> [EXTRACTED INFORMATION]
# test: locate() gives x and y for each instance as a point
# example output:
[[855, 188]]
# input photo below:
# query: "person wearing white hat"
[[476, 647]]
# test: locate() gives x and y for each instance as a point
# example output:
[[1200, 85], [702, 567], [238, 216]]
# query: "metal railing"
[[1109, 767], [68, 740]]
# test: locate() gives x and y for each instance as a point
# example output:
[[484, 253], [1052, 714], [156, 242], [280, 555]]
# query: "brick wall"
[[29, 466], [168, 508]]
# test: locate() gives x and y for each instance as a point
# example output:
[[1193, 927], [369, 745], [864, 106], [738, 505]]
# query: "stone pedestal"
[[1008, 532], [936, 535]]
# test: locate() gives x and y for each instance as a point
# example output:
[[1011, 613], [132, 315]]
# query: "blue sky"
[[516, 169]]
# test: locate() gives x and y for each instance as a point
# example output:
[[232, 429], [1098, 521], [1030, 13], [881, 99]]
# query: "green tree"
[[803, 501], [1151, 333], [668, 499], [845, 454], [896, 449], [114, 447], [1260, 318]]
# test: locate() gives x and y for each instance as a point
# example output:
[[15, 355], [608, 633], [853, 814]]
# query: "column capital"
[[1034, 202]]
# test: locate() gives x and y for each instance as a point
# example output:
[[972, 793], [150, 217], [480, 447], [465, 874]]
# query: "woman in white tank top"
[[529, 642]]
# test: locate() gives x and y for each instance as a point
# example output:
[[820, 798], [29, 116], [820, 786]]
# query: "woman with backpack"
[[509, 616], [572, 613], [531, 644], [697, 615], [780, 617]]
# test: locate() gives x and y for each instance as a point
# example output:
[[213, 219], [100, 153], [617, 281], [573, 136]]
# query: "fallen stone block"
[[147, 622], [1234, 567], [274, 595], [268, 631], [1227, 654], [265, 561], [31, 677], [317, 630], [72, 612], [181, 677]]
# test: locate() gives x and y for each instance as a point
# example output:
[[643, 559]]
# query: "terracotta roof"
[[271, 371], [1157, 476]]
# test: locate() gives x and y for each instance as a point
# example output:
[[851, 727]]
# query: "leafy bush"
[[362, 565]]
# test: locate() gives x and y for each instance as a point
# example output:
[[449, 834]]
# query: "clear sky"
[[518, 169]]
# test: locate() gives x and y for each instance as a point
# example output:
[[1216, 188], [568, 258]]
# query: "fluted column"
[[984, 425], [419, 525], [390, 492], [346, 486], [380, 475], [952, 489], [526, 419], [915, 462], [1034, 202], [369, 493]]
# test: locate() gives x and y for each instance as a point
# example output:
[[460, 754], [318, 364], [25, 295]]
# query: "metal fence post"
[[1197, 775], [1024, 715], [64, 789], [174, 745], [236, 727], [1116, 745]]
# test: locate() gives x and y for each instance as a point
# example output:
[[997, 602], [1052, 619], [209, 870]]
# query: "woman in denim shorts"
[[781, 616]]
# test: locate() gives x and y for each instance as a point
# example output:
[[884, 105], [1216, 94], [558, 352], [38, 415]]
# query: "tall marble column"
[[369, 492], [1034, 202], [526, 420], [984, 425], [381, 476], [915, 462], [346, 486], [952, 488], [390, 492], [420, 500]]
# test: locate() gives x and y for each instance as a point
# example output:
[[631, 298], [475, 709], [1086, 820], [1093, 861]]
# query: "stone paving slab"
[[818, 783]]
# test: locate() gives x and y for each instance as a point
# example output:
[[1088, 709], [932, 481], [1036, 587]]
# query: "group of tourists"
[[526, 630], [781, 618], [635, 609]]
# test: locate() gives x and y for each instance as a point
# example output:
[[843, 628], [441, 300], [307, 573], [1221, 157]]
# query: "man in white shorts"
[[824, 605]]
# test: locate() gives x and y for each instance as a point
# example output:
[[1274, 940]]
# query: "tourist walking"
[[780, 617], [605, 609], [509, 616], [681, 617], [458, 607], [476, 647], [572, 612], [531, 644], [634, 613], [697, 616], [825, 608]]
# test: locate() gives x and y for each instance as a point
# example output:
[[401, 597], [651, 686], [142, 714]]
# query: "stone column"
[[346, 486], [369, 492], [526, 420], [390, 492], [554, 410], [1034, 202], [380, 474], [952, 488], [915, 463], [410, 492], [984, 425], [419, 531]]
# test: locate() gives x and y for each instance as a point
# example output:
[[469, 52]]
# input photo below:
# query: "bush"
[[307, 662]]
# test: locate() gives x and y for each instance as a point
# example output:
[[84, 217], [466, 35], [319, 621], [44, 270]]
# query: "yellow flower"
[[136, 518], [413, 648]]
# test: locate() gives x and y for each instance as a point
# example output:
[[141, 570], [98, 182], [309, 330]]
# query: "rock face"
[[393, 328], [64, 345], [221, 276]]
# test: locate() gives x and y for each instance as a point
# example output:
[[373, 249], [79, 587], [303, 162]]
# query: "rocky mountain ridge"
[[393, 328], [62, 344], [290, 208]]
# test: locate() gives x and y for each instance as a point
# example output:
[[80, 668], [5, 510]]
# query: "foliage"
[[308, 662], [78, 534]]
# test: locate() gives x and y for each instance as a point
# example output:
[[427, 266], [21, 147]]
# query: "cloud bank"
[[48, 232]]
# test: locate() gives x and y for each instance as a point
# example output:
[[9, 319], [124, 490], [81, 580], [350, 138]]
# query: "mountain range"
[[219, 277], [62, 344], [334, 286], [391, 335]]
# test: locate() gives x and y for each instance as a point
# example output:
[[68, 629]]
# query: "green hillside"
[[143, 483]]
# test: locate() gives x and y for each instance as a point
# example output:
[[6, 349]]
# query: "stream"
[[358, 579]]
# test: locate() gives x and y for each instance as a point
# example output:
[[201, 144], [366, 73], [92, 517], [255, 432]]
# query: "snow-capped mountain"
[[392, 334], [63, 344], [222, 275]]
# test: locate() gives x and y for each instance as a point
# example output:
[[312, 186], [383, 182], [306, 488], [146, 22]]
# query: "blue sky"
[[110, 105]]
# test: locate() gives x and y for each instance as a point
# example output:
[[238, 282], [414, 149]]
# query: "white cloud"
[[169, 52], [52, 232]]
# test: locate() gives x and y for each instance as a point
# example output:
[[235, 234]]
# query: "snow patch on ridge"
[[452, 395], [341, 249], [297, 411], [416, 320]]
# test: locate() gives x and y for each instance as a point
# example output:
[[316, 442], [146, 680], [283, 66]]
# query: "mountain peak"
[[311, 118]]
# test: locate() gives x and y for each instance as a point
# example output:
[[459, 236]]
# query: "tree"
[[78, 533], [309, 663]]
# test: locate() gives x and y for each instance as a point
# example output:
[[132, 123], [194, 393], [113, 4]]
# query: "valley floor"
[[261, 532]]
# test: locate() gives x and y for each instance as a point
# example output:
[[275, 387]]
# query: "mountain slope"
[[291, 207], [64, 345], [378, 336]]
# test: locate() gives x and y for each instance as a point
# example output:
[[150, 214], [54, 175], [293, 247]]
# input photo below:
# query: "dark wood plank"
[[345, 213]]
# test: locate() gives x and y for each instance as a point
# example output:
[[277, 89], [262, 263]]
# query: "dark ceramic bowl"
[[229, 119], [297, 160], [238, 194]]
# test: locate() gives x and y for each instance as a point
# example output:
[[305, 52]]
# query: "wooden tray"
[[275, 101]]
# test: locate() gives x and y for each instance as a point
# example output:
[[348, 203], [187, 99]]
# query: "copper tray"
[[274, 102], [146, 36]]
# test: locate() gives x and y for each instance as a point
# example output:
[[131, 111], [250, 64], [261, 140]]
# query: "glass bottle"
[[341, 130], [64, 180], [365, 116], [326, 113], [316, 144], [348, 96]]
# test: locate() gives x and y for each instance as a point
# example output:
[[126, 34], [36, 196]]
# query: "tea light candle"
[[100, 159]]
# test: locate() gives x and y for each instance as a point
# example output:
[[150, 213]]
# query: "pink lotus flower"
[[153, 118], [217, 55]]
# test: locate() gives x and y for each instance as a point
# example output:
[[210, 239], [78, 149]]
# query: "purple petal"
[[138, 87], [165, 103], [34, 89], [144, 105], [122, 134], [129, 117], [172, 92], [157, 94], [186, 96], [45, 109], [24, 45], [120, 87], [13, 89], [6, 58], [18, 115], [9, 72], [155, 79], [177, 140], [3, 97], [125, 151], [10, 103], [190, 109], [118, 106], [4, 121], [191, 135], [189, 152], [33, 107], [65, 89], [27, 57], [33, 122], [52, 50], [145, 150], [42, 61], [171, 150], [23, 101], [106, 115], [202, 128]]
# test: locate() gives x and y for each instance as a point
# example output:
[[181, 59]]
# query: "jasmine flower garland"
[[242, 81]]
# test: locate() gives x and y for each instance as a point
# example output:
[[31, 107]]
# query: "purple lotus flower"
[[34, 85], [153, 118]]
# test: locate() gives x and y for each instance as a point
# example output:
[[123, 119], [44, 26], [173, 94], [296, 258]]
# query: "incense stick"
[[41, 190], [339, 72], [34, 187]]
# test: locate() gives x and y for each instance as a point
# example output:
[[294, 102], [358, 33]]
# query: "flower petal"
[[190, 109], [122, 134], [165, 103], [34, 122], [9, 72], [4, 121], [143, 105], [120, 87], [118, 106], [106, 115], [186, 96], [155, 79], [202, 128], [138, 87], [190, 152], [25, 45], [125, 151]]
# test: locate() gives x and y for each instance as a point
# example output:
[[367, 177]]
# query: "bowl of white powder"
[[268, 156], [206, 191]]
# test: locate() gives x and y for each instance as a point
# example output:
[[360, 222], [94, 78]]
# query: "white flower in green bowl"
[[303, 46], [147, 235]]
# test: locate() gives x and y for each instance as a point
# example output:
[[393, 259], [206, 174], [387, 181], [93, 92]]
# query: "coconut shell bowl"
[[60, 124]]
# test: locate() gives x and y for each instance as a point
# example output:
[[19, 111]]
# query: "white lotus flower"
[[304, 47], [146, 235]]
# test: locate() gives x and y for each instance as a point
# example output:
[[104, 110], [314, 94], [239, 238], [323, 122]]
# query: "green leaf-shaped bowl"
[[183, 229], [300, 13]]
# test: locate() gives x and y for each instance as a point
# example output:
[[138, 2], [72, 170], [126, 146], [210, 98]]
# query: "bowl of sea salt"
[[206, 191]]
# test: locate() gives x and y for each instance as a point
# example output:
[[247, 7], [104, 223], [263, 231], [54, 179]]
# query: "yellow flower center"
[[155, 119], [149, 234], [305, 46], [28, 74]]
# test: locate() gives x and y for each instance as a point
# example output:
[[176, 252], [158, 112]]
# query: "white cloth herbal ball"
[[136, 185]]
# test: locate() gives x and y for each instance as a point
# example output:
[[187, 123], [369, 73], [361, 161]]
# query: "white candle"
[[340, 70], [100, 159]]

> [DIRECTIONS FOR THIS TASK]
Begin at the first line of the entries above and copy every line exactly, ending with the line that contains "[[1200, 85], [702, 567], [238, 216]]".

> [EXERCISE SOLUTION]
# test: locate() gives x and y for each instance as a point
# example output:
[[855, 188]]
# input photo below:
# query: "person wearing white hat"
[[476, 647]]
# test: locate() gives x and y for each instance as a point
# example output:
[[1200, 85], [702, 567], [238, 216]]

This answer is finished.